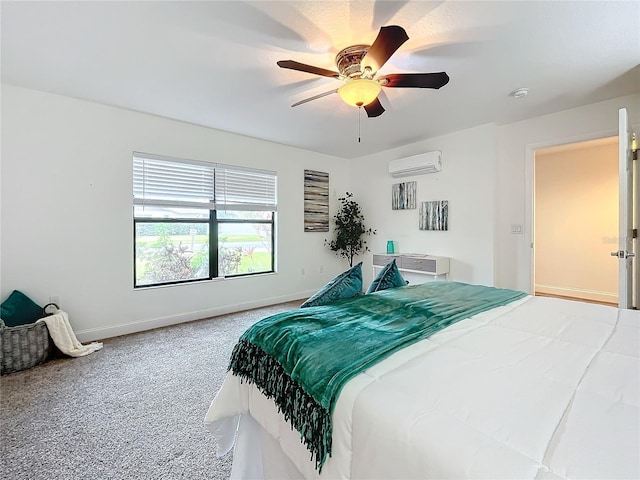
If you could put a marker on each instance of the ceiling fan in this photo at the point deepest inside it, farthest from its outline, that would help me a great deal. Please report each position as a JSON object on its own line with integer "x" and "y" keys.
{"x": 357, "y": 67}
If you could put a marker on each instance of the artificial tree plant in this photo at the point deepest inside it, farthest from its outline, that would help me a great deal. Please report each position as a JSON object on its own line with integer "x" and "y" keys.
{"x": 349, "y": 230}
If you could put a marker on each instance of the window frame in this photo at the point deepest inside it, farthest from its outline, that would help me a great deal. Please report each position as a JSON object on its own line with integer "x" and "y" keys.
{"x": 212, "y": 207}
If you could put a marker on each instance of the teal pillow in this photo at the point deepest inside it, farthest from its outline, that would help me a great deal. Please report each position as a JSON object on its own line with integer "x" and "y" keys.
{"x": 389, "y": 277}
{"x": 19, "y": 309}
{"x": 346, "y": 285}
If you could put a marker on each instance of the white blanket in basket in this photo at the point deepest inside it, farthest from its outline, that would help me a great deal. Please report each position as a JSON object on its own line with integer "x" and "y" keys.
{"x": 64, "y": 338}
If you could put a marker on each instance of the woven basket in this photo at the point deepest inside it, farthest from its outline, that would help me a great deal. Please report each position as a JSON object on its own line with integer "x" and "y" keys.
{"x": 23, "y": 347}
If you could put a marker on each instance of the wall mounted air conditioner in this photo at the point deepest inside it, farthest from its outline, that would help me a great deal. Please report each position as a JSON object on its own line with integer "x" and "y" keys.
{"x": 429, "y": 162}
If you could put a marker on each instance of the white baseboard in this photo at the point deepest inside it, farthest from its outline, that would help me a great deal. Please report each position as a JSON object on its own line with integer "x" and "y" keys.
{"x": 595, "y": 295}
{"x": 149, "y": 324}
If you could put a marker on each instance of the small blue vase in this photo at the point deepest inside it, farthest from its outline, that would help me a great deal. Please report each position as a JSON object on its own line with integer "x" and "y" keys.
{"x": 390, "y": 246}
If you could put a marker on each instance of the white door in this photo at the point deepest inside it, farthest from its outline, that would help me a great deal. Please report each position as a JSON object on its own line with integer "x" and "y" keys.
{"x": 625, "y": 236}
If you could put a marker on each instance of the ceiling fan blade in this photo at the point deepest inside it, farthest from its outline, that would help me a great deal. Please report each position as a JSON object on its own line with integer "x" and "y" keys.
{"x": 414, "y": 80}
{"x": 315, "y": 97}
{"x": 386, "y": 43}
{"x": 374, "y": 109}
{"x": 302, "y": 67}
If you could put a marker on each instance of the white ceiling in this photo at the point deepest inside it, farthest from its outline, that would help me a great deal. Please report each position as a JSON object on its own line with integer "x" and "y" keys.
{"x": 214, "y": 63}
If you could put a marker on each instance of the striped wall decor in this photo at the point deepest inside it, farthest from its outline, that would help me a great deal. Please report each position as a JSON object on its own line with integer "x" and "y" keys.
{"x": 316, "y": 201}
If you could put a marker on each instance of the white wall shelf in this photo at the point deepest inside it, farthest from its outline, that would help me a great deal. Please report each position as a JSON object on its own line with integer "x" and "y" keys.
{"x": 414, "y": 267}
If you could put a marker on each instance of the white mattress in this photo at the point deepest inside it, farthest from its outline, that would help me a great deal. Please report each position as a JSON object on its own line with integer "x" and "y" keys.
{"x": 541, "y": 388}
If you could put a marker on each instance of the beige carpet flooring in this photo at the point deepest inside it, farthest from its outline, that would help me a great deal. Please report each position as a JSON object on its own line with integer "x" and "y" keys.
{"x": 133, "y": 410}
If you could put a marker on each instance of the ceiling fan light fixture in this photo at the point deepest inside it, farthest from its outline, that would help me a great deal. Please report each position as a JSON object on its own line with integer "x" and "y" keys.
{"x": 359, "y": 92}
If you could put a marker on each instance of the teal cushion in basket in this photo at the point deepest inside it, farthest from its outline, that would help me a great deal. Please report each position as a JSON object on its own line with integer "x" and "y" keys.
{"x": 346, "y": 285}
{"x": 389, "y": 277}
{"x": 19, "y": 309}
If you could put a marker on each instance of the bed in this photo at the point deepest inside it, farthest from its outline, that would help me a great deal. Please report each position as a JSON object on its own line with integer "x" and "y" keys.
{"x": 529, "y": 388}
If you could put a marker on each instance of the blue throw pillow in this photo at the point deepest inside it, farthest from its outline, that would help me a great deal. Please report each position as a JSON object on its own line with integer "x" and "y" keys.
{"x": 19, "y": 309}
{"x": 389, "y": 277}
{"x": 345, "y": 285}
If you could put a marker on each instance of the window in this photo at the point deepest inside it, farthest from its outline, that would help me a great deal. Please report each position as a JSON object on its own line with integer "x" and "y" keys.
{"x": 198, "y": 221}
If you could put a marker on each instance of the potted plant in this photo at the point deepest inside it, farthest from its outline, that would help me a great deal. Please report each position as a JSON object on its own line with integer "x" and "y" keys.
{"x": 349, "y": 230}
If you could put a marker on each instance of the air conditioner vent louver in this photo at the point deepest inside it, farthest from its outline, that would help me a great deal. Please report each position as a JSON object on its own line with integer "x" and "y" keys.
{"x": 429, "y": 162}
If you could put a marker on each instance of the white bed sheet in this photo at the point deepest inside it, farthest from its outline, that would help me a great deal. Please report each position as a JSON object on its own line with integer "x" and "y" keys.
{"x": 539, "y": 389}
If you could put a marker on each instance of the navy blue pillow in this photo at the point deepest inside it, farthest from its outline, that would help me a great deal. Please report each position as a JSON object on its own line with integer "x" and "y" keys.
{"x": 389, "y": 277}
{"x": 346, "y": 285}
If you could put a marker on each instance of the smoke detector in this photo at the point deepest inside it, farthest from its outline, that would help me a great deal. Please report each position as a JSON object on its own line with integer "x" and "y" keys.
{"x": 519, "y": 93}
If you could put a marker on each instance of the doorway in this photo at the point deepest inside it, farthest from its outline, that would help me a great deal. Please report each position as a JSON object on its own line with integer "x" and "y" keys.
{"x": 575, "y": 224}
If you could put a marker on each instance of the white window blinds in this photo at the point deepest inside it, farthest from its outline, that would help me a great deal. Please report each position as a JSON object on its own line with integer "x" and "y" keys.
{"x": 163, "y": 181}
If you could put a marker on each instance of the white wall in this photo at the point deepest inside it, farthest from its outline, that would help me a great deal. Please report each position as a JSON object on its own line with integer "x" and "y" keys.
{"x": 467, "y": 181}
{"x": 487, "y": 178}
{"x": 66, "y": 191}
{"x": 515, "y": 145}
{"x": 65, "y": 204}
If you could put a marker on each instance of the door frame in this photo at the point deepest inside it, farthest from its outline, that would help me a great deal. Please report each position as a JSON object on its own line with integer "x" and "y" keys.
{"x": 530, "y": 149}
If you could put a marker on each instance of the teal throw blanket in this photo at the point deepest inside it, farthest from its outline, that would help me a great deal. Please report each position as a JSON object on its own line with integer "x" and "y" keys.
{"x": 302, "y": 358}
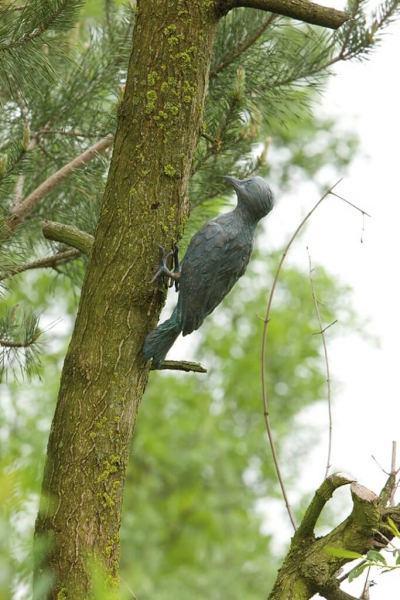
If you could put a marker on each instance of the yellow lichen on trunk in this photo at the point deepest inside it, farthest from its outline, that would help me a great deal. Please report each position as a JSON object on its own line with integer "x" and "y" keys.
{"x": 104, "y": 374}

▶ **Written task**
Repeat each entry exactly as given; no pictures belong in the copy.

▶ **Solution for this task**
If you could put a marker on each instance of the ceiling fan in this photo at the point deepest inside it, farthest from its outline, that would help me a great deal. Please report each position as a JSON object on its own line with integer "x" and "y" keys.
{"x": 357, "y": 67}
If you could put a marker on each instance of the artificial tree plant in this photo at the point deepest inside it, farthest from its outline, that would help me a great deal. Please report each position as a JSON object on its own line with integer "x" and "y" keys.
{"x": 349, "y": 230}
If you could put a marker on each instance of the window frame in this photo at the point deepest inside it, farthest from its outline, that would help me a great deal. Please report each position as a JSON object on its own line with integer "x" and "y" keys.
{"x": 212, "y": 207}
If you could put a marker on each instance of the teal pillow in this photo at the point deepest inside it, farthest from its outline, that would help me a great deal. Please report each position as a JSON object on its own line with integer "x" and "y" keys.
{"x": 389, "y": 277}
{"x": 19, "y": 309}
{"x": 346, "y": 285}
If you could put a marker on each instance of the white blanket in basket in this photo at the point deepest inside it, farthest from its outline, that would help me a great deal. Please report each position as a JSON object on its own line with integer "x" and "y" keys.
{"x": 64, "y": 338}
If you could put a marker on each instance of the woven basket in this photo at the point deepest inside it, farthest from its outline, that would help me a great deal. Please report each position as a JSON object on its own line with integer "x" and "y" keys.
{"x": 23, "y": 347}
If you could put a marker on each instance of the wall mounted air conditioner in this photo at the point deepest inside it, farthest from its outline, that would help me a great deal. Please report each position as a JSON object on its own line with integer "x" and "y" keys.
{"x": 429, "y": 162}
If you could put a marker on each instance of the white baseboard in this photo at the point deepest inside it, farthest from its outline, that would help me a great deal. Please report each position as a JSON object on its own line with integer "x" and "y" keys.
{"x": 595, "y": 295}
{"x": 149, "y": 324}
If you could put a marker on each instance of the small blue vase in this photo at the point deepest inside it, farthest from its outline, that would help me a great deal. Please report each position as a JSON object on its own line with integer "x" and "y" keys.
{"x": 390, "y": 246}
If you could put a marker on each instance of the white door in this photo at the point deepest inside it, farthest from its outline, that would help me a great deal. Please report each position as a JSON object on its own line with integer "x" and "y" keys.
{"x": 625, "y": 236}
If you could put a marker on each instance of the ceiling fan blade in this photo at the point deepest inside it, farthest from its outline, that would help me a great deal. Please report each position as a JSON object on its own line with integer "x" and "y" keys.
{"x": 414, "y": 80}
{"x": 315, "y": 97}
{"x": 386, "y": 43}
{"x": 374, "y": 109}
{"x": 302, "y": 67}
If you could put a marker on each instance of the white ceiling in this photo at the point deepest inside it, farthest from its outline, that would help me a great deal. Please report each position as a JSON object on its own line with integer "x" and "y" keys.
{"x": 214, "y": 63}
If you could put a marker on each instance of the striped wall decor in this photo at the point deepest inside it, farthest from its outline, that would help me a great deal. Please report each position as a JSON object on its own line with integer "x" and "y" keys.
{"x": 316, "y": 201}
If you could put a marker on each instance of the white wall shelf in this photo at the point deepest inside it, farthest from its outline, that would help me a great deal. Please report each position as a JSON object on its own line with integer "x" and "y" keys.
{"x": 414, "y": 267}
If you could put a marker on each instance of the white mattress in this photo at the point deepest inside it, farthest from its outline, that would help me a great deal. Please report each position as a JSON object on its own line with integer "x" and "y" keys.
{"x": 541, "y": 388}
If you could put a marker on each instance of the beige carpet flooring in this photo at the point deepest inside it, farthest from its outline, that would help me a great deal. Please report each position as a JSON object on its own line with integer "x" and "y" keys.
{"x": 133, "y": 410}
If you could put a marker on each instance of the ceiling fan light fixture in this photo at the point deepest inside it, farthest from its outline, that would help me a great deal. Please report each position as a JSON object on its own line with integer "x" and "y" keys.
{"x": 359, "y": 92}
If you could put a marker on each instance of the teal cushion in basket in this photo at the point deepest inside it, farthest from its outline, that would help me a great deal. Please report each position as a JSON object on its own line with integer "x" and "y" keys.
{"x": 346, "y": 285}
{"x": 389, "y": 277}
{"x": 19, "y": 309}
If you could put a marker on each instance of the bed in this photo at the point deepest inside it, farthest from its outline, that would help me a great deal. Please report each position as a JSON object on its own line with integer "x" and "y" keys.
{"x": 529, "y": 388}
If you could put a marker on each instance of the blue throw pillow in this photo at the point deepest inside it, farthest from its outline, that would help me a great deal. Please report each position as a JSON object on its own line with integer "x" and "y" keys.
{"x": 19, "y": 309}
{"x": 389, "y": 277}
{"x": 345, "y": 285}
If you could put a marker on each instance of the window in this photo at the point deepest inside it, farthest from its outline, that would help me a great deal. Please report each position as a JSON object on its own line with integer "x" and "y" keys.
{"x": 198, "y": 221}
If you could put a marker on each instance of the potted plant in this photo at the point deepest inside it, farthest from its outline, that would help me a great deal. Please report each position as a JSON object on its own line with integer "x" and "y" keys.
{"x": 349, "y": 230}
If you could put a marker on each instance of the air conditioner vent louver in this photo at the point deepest inside it, farthest from its outline, that would help me a great deal. Please report each position as a JSON object on its own line with integer "x" and "y" keys.
{"x": 429, "y": 162}
If you could put a marker on each instance of the white bed sheet in this photo at the point deepest inside it, farthest from its outline, that would help me a great deal. Please report each position as a JSON object on its own line with integer "x" and "y" keys.
{"x": 539, "y": 389}
If you could put a marker on each instance of the navy blue pillow in this photo at the point deepest inside it, farthest from its outline, that would help me a great deal. Please report each position as a JSON object on its own line with integer "x" and "y" keys.
{"x": 389, "y": 277}
{"x": 346, "y": 285}
If you could put a marker on each instance of the smoke detector in this photo at the point deepest inside it, farthest from its outline, that would help me a great deal. Please report each position as a JSON object on its own line with integer "x" and "y" keys.
{"x": 519, "y": 93}
If you could put a marker on each instance of the doorway in this photo at the point deepest inside it, farthest from its outline, that would help me a great deal. Please report each position as a JSON object on its own line with integer "x" and "y" keys.
{"x": 575, "y": 224}
If you could put a marker on each instance of the white window blinds in this photo at the point deepest inside it, farthest from its outline, that would help me a great deal. Please report each position as a JSON object on its own line with integer "x" and "y" keys.
{"x": 163, "y": 181}
If you could put a marker on each instance of the white wall in this photo at the point deepest inside it, farthest from its outline, that would help me a great deal. Please report each position as a JSON object on its own line with integer "x" and "y" keys.
{"x": 467, "y": 181}
{"x": 487, "y": 178}
{"x": 66, "y": 191}
{"x": 515, "y": 145}
{"x": 65, "y": 204}
If you could put a marker on each instance of the door frame in this photo at the point deepest inside it, farthest from its outline, that would help me a great deal. Please report each position as a JSON object on its own line with integer "x" and "y" keys.
{"x": 530, "y": 149}
If you could put a marker on each instance of the teal throw blanket in this photo at the point deepest inside it, farthest from its outline, that would help me a great deal. Please report each position as a JSON object on its own line with integer "x" and "y" keys.
{"x": 302, "y": 358}
If you could put a marker on each instance of the yellow lichen on trunk in this photo at the point deepest inside it, farthest from its outline, that would help me a great deal. Please report each position as a JSON object on its own line with integer "x" and "y" keys.
{"x": 104, "y": 374}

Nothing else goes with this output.